# Seiko Skz205 Diver



## vic.wootton (Mar 28, 2004)

I've ordered a skz205 divers watch, has anyone got any pics. opinions of this watch.

Cheers Vic


----------



## jasonm (Nov 22, 2003)

Thats the Titainium 40th Aniversary Job isnt it Vic?

Looks great with the carbon dial, havent had one though...

I think Derek (Luvwatch) had one, dont think it was the Ti one though....


----------



## vic.wootton (Mar 28, 2004)

Yes Jase it's the ti one, the only other Seiko I've had was a quartz, I need to get used to this 'non manual winding' thing


----------



## seanman (Feb 11, 2005)

vic.wootton said:


> I've ordered a skz205 divers watch, has anyone got any pics. opinions of this watch.
> 
> Cheers Vic
> 
> ...


Hi Vic,some great pics on Seiko Citizen forum USA search Google. I bought the watch in Dec 05 and its a top quality item. regards Sean


----------



## vic.wootton (Mar 28, 2004)

Welcome to the forum Seanman and thanks for the reply, my watch is on the way from Bankok at the moment, I'm just trying to get as much info about it as possible (you know how it is)

Many of the photos I've seen of this watch seem to suggest that the titanium case is a blackish colour, is this correct ?


----------



## vic.wootton (Mar 28, 2004)

Crickey what a wait, the watch finally arrived after about 5 weeks, it seems the delivery got screwed up uk side. Ewan was very concerned and was contacting people in both countries trying to track it down.

The watch is fantastic, the lume has to be seen to be believed and the bracelet is a marvel of engineering, I will try to take some photos and ask someone to post them for me.









Vic


----------



## jasonm (Nov 22, 2003)

No probs vic, Email em to me jam_miller 'at' hotmail.com


----------

########

**SHORT EXERCISE 1**
Reproduce the passage of the watch thread that starts with "Yes Jase it's" and ends with "(Feb 11, 2005)".
**SHORT EXERCISE 2**
Tally the lines of the rows that contain the string "saguaro", and give only the number.
The watch thread and the rows have no connection to each other.

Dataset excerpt
########

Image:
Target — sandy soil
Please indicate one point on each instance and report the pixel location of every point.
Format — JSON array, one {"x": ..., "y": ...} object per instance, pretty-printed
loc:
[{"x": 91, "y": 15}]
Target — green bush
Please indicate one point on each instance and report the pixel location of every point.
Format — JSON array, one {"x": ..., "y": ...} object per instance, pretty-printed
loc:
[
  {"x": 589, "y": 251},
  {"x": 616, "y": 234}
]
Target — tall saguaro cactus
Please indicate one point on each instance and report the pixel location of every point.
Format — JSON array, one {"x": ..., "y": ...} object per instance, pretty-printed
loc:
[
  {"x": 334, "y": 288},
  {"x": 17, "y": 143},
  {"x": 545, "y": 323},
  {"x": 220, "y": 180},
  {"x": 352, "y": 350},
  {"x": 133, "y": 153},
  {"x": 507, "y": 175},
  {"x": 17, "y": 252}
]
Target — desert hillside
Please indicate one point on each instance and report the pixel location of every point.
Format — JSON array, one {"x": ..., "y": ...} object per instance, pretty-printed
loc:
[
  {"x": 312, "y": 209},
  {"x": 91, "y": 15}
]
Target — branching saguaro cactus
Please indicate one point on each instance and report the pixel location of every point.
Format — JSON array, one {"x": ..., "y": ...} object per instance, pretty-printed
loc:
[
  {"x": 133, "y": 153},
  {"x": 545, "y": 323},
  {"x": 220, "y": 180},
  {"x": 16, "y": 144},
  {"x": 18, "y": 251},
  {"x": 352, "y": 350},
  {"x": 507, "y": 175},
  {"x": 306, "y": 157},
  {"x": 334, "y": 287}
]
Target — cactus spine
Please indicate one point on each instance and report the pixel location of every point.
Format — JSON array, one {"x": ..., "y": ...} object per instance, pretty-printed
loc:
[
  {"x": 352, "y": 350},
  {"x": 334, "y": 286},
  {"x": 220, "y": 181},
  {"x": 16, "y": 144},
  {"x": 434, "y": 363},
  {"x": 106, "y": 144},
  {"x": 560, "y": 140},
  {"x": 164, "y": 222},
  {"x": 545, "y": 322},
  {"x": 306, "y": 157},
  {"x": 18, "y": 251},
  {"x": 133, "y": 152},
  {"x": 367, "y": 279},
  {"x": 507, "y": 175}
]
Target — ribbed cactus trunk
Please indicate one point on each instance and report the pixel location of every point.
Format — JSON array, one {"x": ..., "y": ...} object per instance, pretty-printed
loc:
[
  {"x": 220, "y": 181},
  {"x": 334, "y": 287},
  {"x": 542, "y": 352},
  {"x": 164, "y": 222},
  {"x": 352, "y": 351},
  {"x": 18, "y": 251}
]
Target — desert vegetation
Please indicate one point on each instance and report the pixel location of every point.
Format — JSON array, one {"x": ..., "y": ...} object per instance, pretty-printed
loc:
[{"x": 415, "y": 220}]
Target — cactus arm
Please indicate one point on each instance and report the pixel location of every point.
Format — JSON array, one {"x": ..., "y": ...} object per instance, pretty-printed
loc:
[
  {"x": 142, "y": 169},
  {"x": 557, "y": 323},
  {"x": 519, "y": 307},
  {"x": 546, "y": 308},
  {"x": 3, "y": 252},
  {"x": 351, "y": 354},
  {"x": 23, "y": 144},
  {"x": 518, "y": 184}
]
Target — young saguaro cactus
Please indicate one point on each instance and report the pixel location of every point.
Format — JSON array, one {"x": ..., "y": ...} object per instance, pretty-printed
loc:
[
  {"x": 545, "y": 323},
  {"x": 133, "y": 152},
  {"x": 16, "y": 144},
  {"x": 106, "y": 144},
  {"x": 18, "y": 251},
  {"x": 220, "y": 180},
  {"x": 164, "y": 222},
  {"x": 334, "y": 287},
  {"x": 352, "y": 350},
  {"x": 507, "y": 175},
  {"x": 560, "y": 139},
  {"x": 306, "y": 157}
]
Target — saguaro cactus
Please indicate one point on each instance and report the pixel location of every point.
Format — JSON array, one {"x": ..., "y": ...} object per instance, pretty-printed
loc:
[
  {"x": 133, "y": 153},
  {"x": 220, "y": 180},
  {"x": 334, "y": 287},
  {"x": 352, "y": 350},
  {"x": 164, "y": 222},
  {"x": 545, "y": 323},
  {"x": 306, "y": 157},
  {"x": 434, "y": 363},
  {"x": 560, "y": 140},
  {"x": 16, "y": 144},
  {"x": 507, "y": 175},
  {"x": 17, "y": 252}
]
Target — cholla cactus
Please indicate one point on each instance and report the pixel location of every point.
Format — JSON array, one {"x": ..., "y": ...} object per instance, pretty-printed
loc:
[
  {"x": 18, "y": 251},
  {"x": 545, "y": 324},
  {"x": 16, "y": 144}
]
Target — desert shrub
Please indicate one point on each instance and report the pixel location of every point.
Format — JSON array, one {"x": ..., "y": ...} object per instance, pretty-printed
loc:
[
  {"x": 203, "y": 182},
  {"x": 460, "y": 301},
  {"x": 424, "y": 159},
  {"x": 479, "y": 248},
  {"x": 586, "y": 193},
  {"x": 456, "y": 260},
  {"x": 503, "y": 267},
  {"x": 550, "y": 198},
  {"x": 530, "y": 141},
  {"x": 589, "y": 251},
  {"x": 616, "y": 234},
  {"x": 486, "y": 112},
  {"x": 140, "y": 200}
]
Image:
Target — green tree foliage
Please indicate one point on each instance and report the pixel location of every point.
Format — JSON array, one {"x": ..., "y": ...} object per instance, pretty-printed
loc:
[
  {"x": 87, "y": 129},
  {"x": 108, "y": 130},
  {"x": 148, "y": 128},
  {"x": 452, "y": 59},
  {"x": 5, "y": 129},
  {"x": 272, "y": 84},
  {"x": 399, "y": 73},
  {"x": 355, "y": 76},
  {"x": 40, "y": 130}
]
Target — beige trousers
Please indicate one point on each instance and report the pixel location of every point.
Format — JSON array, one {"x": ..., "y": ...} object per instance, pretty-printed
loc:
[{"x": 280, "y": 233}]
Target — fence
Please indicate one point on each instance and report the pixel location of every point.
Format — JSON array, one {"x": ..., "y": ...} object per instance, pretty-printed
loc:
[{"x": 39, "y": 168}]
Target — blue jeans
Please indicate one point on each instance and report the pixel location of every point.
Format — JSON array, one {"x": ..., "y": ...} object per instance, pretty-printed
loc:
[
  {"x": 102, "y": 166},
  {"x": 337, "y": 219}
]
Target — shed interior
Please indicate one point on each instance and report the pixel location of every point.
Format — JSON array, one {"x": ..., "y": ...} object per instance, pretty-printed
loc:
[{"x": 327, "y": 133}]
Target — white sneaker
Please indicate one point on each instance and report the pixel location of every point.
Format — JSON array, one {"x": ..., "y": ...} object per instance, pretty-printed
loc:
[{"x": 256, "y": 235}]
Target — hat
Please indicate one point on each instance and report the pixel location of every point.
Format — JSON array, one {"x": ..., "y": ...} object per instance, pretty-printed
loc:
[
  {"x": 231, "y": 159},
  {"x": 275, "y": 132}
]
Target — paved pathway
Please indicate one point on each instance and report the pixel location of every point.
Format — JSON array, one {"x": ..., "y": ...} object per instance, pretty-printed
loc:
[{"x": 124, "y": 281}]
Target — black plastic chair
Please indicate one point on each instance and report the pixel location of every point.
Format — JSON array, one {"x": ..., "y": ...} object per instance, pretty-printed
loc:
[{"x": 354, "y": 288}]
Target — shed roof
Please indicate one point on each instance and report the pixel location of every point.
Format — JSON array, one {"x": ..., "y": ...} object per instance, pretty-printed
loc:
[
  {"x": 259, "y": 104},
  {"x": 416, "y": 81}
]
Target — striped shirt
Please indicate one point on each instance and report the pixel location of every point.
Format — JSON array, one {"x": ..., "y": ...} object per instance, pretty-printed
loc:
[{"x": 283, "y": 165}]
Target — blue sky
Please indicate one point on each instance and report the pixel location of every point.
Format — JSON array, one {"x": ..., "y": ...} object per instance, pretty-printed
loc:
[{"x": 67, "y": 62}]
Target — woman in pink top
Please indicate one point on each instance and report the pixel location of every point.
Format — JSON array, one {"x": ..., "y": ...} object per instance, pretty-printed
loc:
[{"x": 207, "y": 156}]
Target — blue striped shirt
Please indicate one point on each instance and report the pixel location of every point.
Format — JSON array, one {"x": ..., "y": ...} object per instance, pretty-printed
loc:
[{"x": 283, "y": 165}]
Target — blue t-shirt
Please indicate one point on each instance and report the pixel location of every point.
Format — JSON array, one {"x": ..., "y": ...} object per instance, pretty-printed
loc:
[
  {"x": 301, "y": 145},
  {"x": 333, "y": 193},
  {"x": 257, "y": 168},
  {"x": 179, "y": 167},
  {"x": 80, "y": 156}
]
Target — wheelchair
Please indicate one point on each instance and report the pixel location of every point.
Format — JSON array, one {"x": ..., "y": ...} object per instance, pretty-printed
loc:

########

**FINAL RESULT 1**
Yes Jase it's the ti one, the only other Seiko I've had was a quartz, I need to get used to this 'non manual winding' thing


----------



## seanman (Feb 11, 2005)

**FINAL RESULT 2**
4